» **Problem to solve**:
Count the lines in the records below that contain the string "mark", treating uppercase and lowercase as different, and reply with only that number.

» **Information shown**:
::::::

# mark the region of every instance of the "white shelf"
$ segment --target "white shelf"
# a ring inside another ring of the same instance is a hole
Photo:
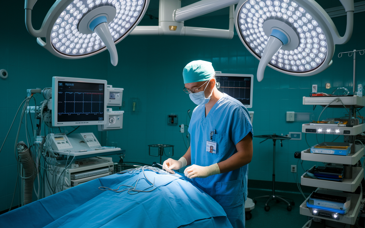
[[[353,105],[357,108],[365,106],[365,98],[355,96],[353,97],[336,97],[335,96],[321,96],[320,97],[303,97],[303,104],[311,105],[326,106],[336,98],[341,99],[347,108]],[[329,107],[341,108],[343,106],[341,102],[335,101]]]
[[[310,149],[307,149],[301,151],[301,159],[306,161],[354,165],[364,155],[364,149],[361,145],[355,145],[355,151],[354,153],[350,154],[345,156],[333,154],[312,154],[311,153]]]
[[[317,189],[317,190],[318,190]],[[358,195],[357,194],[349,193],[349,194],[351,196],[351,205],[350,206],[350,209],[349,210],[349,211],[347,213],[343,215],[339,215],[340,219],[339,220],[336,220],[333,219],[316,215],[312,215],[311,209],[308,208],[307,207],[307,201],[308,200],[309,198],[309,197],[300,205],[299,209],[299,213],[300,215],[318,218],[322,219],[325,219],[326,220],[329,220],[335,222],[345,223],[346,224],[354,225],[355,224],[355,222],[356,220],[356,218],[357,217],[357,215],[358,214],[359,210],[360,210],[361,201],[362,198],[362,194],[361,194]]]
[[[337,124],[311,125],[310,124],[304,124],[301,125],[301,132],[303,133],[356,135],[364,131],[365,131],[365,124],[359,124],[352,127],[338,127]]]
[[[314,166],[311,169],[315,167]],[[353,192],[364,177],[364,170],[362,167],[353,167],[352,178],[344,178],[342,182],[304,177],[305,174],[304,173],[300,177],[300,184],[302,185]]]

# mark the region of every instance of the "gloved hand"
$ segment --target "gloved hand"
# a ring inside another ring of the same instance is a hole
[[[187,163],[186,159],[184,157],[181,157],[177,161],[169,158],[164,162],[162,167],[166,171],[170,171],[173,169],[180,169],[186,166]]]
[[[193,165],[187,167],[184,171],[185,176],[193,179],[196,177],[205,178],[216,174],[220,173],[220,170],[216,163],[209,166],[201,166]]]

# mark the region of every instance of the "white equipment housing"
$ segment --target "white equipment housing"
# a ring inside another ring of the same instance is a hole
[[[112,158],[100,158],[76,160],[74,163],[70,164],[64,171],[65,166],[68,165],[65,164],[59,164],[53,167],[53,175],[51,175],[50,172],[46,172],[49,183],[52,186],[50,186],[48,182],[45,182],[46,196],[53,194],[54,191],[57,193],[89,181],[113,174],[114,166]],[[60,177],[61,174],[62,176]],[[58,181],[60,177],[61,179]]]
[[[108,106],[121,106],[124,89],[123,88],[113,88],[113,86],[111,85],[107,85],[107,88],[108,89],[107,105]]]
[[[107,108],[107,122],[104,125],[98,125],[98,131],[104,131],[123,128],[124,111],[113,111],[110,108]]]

::::::

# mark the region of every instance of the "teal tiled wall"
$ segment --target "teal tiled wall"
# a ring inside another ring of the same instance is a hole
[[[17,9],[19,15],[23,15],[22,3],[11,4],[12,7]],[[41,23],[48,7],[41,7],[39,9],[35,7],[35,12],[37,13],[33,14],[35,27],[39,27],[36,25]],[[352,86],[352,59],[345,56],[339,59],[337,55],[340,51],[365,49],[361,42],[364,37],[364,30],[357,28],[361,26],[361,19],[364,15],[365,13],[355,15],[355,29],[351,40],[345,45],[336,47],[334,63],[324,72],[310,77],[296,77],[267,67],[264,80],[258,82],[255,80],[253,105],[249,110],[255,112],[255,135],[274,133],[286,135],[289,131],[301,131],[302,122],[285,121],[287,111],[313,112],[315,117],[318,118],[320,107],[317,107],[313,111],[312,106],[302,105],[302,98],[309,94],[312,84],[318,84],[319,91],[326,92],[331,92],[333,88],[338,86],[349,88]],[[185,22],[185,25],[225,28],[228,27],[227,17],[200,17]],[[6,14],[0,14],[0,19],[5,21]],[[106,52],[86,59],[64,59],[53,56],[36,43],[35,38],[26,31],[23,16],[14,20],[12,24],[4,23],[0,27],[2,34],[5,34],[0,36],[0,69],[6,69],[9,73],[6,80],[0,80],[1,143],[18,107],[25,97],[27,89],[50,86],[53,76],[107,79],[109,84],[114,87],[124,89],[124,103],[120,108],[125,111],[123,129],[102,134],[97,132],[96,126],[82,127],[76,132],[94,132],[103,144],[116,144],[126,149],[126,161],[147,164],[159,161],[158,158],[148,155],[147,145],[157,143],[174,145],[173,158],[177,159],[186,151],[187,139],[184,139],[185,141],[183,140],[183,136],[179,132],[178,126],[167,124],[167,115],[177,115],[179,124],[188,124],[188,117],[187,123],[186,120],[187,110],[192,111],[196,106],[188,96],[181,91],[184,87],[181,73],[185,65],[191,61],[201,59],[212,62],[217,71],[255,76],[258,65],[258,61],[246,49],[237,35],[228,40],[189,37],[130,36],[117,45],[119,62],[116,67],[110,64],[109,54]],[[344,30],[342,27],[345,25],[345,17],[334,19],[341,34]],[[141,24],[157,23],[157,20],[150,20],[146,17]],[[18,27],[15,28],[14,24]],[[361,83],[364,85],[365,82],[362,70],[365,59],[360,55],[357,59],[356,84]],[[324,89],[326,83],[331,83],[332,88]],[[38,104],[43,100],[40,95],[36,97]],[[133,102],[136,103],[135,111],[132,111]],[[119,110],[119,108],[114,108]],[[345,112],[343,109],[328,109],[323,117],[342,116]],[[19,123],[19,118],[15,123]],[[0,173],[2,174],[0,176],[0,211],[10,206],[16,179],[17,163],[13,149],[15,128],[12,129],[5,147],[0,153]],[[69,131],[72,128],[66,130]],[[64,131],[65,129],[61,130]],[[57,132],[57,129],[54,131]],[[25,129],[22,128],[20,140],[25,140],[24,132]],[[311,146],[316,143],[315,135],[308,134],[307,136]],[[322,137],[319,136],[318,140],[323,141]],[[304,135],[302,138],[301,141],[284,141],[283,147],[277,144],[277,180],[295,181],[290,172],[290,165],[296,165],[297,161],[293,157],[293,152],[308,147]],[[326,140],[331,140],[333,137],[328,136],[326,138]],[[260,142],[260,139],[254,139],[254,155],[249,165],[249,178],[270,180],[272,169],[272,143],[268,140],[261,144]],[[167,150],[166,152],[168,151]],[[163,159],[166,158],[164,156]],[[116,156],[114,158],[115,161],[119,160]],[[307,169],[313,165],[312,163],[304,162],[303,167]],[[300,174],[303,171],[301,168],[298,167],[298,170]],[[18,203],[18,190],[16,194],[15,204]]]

::::::

» **Final result**:
4